Document segment
══════════

By Jeff Mullin, columnist
Enid News and Eagle
ENID, Okla. —
Don’t get out of bed today, just roll over, pull the covers over your head and stay in your jammies all day, playing “Candy Crush Saga” on your phone.
It’s that day again. It is the 13th day of the month. And it is Friday.
Bad things happen on Friday the 13th. Terrible things. Awful things. At least so I’m told. Nothing bad has ever happened to me on Friday the 13th. Not yet, anyway.
We fear Friday the 13th. Why? Largely because we’ve been taught to.
According to National Geographic, that fear stems from the fact Judas Iscariot, who betrayed Jesus, was the 13th guest at the Last Supper, and Jesus was crucified on a Friday.
Don’t buy that? OK, how about this. There is a Norse myth that there were 12 gods having a dinner party at Valhalla, Norse mythology’s version of heaven.
Suddenly an uninvited guest appeared, the mischievous god Loki.
After he arrived, Loki arranged for Hoder, the blind god of darkness, to shoot Balder the Beautiful, the god of joy and gladness, with an arrow tipped with mistletoe.
Balder died and the Earth went dark. Bummer.
Then there is the old story from ancient Rome that witches reportedly gathered in groups of 12. If a 13th joined them, that was believed to be the devil.
There are 13 twists of the rope in a traditional hangman’s noose and 13 steps leading to the gallows.
In 1993, a study published in the British Medical Journal asked the question, “Is Friday the 13th Bad for Your Health?” The conclusion? Yes, sort of. The study found that while there was less traffic on British roads on Friday the 13th, there was a higher incidence of traffic accidents.
“Friday the 13th is unlucky for some,” the report concluded.
The risk of hospital admission as a result of a transport accident may be increased by as much as 52 percent. Staying at home is recommended.” See?
Thirteen is not a popular number. Twelve is a complete number, according to numerologists.
There are 12 months in a year, 12 signs of the zodiac, 12 gods of Olympus, 12 labors of Hercules, 12 tribes of Israel, 12 inches in a foot, 12 doughnuts in a dozen, 12 cranial nerves in the human brain, 12 pence in a shilling, 12 face cards in a deck and 12 ounces in a troy pound.
Thirteen? Forget it. It is bad news. About 80 percent of high-rise buildings do not have a 13th floor. Many hospitals and hotels have no room 13, and most airports don’t have a gate 13.
In Florence, Italy, the houses between No. 12 and No. 14 have an address of 121⁄2.

══════════

Dataset content

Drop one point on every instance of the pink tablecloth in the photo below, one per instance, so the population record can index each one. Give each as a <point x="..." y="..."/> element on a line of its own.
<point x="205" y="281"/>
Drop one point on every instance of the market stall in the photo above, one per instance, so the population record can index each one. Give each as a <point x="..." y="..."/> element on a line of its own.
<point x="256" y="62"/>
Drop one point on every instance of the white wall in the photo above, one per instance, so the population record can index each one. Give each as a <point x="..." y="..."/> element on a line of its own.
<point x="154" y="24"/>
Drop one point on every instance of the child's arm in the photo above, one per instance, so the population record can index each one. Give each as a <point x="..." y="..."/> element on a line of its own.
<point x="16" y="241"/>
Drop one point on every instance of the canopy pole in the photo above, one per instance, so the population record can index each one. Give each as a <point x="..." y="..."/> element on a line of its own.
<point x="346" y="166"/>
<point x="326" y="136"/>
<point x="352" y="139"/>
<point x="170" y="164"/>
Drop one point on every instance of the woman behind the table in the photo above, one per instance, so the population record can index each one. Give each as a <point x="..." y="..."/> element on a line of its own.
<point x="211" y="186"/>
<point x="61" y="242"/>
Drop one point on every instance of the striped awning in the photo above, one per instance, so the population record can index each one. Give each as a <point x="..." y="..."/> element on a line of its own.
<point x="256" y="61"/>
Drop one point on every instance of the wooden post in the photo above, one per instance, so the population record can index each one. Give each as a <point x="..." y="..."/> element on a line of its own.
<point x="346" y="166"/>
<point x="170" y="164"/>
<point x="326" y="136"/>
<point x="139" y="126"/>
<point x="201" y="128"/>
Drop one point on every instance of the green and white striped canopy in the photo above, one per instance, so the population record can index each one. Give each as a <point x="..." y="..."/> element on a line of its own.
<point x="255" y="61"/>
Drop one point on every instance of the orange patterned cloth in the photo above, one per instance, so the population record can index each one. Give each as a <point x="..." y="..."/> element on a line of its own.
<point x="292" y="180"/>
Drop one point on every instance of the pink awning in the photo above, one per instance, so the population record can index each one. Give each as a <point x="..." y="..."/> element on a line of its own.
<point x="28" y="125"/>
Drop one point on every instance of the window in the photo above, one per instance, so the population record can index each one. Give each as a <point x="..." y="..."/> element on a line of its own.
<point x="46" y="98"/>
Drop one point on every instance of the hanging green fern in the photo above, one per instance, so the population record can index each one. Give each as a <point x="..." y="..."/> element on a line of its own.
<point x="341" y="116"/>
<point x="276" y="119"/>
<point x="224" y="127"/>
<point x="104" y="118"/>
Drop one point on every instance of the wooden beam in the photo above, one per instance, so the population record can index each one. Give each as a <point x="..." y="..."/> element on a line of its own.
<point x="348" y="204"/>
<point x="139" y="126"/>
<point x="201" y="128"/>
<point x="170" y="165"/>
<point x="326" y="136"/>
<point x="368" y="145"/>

══════════

What this exercise asks
1. Answer these questions using the column on Friday the 13th:
(a) In the Norse myth, which god arranged for Balder to be shot?
(b) What two findings about British roads on Friday the 13th does the 1993 British Medical Journal study report?
(c) About what percentage of high-rise buildings have no 13th floor?
2. Carry on the column about Friday the 13th from its final sentence.

Task results
1.
(a) Loki.
(b) There was less traffic on British roads, but there was a higher incidence of traffic accidents.
(c) About 80 percent.

2.
In France, there used to be a group known as the quatorziens (fourteeners) who would make themselves available to keep dinner parties from featuring an unlucky 13 guests.
Except for the folks at Colgate University.
The Hamilton, N.Y., school was founded in 1819 by 13 men with 13 prayers and 13 articles. Colgate is located at 13 Oak Drive, with a ZIP Code of 13346. Take away the 13, and the final three numbers add up to, you guessed it, 13.
Besides people at Colgate, nobody else seems to be particularly enamored by Friday the 13th.
Many people refuse to fly, to buy stock or to buy a house on Friday the 13th.
Historian Donald Dossey told National Geographic somewhere between $800 million and $900 million is lost in productivity every Friday the 13th because people refuse to conduct normal business on this abnormal day.
This is the first Friday the 13th of this year, but not the last.
The next will be in December, but by that time we’ll be so worried about Christmas shopping we won’t even notice.
Oh, by the way, the next Friday the 13th is 13 weeks from today.
And, of course, the year is 2013, which figures to make this year’s Friday the 13ths even unluckier.
All of which is just silly superstition, of course. Friday the 13th is no different, in truth, than any other Friday.
Heck, it’s Friday, how bad can it be?
Then there’s that silly belief about people having 13 letters in their name having the devil’s luck, people like Jeffrey Dahmer, Theodore Bundy, Charles Manson, Jack the Ripper and Albert De Salvo (the Boston Strangler).
How many letters in my name? Let me count ... one, two, three ...
Oh, no. Has anybody got a rabbit’s foot or four-leaf clover I can borrow?